Segment Open

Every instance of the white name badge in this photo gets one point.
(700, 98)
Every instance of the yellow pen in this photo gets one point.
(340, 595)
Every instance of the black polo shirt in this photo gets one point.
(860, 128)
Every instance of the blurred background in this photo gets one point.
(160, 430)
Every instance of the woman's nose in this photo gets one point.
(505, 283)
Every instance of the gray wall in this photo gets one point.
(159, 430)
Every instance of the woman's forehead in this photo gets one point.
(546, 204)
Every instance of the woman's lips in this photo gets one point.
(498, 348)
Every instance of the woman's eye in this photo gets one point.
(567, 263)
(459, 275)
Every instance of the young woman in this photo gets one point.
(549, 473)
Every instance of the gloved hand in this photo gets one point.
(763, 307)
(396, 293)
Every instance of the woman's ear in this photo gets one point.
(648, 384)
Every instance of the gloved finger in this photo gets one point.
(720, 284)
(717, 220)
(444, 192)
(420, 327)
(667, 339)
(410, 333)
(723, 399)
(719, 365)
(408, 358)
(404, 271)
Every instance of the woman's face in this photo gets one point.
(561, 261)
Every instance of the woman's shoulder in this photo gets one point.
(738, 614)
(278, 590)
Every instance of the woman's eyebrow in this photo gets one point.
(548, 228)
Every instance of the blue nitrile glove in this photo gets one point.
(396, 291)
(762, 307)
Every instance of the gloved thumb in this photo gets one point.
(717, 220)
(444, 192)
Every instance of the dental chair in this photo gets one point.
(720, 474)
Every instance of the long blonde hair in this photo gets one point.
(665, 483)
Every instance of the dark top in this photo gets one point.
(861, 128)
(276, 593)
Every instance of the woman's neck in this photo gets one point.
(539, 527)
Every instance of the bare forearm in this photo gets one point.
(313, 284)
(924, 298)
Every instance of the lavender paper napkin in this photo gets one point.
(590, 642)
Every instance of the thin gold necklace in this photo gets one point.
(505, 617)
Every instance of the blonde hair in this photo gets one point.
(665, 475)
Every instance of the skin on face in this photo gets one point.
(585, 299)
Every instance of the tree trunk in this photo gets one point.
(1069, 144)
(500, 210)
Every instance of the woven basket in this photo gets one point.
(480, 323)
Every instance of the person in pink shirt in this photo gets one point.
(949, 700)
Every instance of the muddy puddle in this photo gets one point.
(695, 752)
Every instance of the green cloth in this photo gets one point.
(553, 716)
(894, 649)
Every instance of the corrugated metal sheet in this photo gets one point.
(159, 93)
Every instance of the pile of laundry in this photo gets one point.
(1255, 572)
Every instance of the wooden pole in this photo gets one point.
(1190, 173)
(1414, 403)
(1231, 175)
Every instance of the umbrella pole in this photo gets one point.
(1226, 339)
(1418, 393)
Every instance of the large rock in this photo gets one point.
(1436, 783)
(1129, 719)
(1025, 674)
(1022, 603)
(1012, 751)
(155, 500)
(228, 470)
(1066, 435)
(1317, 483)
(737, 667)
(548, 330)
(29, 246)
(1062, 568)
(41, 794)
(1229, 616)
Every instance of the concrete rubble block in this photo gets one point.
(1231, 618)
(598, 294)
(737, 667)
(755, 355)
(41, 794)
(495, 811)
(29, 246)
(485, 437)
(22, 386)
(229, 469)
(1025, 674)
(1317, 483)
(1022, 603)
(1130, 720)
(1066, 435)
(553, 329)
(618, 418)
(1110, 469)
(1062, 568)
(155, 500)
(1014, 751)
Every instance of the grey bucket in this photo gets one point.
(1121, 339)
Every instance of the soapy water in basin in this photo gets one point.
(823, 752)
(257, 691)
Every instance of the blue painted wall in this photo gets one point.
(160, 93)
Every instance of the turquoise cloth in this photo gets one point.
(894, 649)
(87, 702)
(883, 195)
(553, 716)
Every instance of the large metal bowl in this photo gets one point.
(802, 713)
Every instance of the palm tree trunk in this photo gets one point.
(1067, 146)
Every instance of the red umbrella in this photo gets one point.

Segment Closed

Task objective:
Each entry above is to be transcribed word for word.

Output:
Every instance of the white name badge in this photo gets one point.
(700, 98)
Every instance of the yellow pen in this photo gets one point.
(340, 595)
Every instance of the black polo shirt in this photo gets one point.
(860, 128)
Every instance of the blurred background in this photo gets one point.
(160, 430)
Every instance of the woman's nose in this photo gets one point.
(505, 283)
Every instance of the gray wall in this photo gets one point.
(159, 430)
Every instance of the woman's forehead in this photo gets one point.
(546, 204)
Every instance of the woman's lips in this photo gets one point.
(498, 348)
Every instance of the woman's eye in this photo gets one point.
(567, 263)
(459, 275)
Every instance of the young woman in this photo gets one point.
(549, 473)
Every instance of the gloved hand in this photo gets one point.
(763, 307)
(396, 293)
Every instance of the woman's ear in this photo gets one point.
(648, 384)
Every instance of the gloved finger in this photo gets one point.
(720, 284)
(717, 220)
(444, 192)
(420, 327)
(667, 339)
(410, 333)
(723, 399)
(719, 365)
(408, 358)
(404, 271)
Every instance of the woman's face in this photo gets one point.
(561, 261)
Every instance of the woman's shoulder in this photo gets one point.
(738, 614)
(278, 590)
Every instance of the woman's eyebrow in this photo gets one point.
(548, 228)
Every instance of the blue nitrile glove in this photo gets one point.
(396, 291)
(762, 307)
Every instance of the gloved thumb in this photo gets one point.
(717, 220)
(444, 192)
Every instance of the dental chair in this photo gets one point.
(720, 474)
Every instance of the long blonde hair in this photo gets one point.
(665, 483)
Every instance of the dark top in this photo gets one point.
(861, 128)
(276, 593)
Every instance of the woman's neck in this photo gets one point.
(539, 527)
Every instance of the bare forearm in this photo gets one point.
(313, 284)
(924, 298)
Every instance of the lavender paper napkin in this photo gets one point.
(590, 642)
Every instance of the thin gold necklace in this photo gets one point.
(505, 617)
Every instance of the blonde hair in this photo gets one point.
(665, 475)
Every instance of the skin on face in this photo gets one point.
(585, 299)
Every instance of the tree trunk in this photo gets one point.
(1069, 144)
(500, 210)
Every instance of the woven basket in this photo gets one point.
(480, 323)
Every instance of the person in pink shirt in this photo gets one point.
(949, 700)
Every instance of the muddy puddle in this photo gets one point.
(695, 752)
Every instance of the green cloth in this photo gets one point.
(553, 716)
(894, 649)
Every instance of the corrugated metal sheet in this photo gets one point.
(159, 93)
Every instance of the pile of laundry in this photo gets one point.
(1255, 572)
Every instance of the wooden pole in this photo gets one point.
(1190, 173)
(1414, 403)
(1231, 175)
Every instance of the umbrella pole in this photo gets one point.
(1226, 339)
(1418, 393)
Every instance of the large rock in this photo gets one point.
(1436, 783)
(1129, 719)
(1025, 674)
(1022, 603)
(1012, 751)
(155, 500)
(228, 470)
(1066, 435)
(1317, 483)
(737, 667)
(548, 330)
(29, 246)
(1062, 568)
(41, 794)
(1229, 616)
Every instance of the concrete rubble block in this photo gets one point.
(1231, 618)
(598, 294)
(737, 667)
(755, 355)
(41, 794)
(495, 811)
(29, 246)
(485, 437)
(22, 386)
(229, 469)
(1025, 674)
(1317, 483)
(1022, 603)
(1130, 720)
(1066, 435)
(553, 329)
(618, 418)
(1110, 469)
(1062, 568)
(155, 500)
(1014, 751)
Every instance of the grey bucket in this photo gets one point.
(1121, 339)
Every instance of the soapy water in basin in this photo gets one point.
(823, 752)
(257, 691)
Every instance of the blue painted wall in this photo gets one point.
(160, 93)
Every instance of the turquoise cloth in this photo gets one point.
(894, 649)
(87, 702)
(883, 195)
(553, 716)
Every instance of the large metal bowl in this photo gets one point.
(802, 713)
Every instance of the palm tree trunk in this photo gets one point.
(1067, 146)
Every instance of the red umbrella in this photo gets one point.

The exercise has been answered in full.